◆ **TAREFA A CUMPRIR**:
Dê continuidade ao trecho sobre a morte e o sentido do que fazemos, começando logo após a última frase apresentada.

Para onde foi a vovó é pergunta tão
fácil quanto impossível de responder
O
psicanalista Mario Eduardo Costa Pereira, autor do best-seller “Pânico e
Desamparo” (Escuta, 1999), começou sua fala num evento recente de psicanálise
avisando que precisaria sair impreterivelmente às 12h00. Completou a informação
com a frase: “tenho que encerrar no horário marcado, pois vamos todos
morrer”.
Obtida
a esperada reação, Pereira explicou que, se não fôssemos morrer, não teríamos
porque nos preocupar com a duração dos eventos, que poderiam estender-se
eternamente.
A
morte, parafraseando Protágoras de Abdera, “é a medida de todas as coisas”, sem
a qual, nada do que fazemos teria sentido.

◆ **EXTRATO DE DADOS**:
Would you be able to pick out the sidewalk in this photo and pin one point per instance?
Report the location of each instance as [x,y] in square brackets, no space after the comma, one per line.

◆ **RESULTADO DA TAREFA**:
Lacan
dizia que só aguentamos a vida na condição de sabermos que ela acaba e
Winnicott deixou a dica de tentarmos estar vivos até o momento de nossa
morte.
Como falar sobre a morte com as crianças –
Para
a psicanálise, a morte autoimposta, como no suicídio, e a existência de
“mortos-vivos” são temas cruciais para refletirmos sobre o viver.
Vale
a leitura do dossiê da revista Cult de outubro, que aborda o suicídio, assunto
urgentíssimo. Os mortos-vivos, por sua vez, nunca estiveram tão em alta como
hoje. “Ensaios sobre Mortos-Vivos”, de Diego Penha e Rodrigo Gonsalves (Aller,
2018), nos dá a dimensão da importância de pensarmos as existências alienadas e
psiquicamente empobrecidas que se multiplicam à nossa volta.
Por
volta dos três anos de idade, as crianças já estão bem interessadas na questão
“de-onde-viemos-e-para-onde-vamos?”. Para onde foi a vovó ou para onde foi o
peixinho são perguntas tão fáceis de responder quanto impossíveis.
Se
podemos indicar onde corpos inertes são jogados ou sepultados, não temos a
mínima ideia sobre o destino do que os animava.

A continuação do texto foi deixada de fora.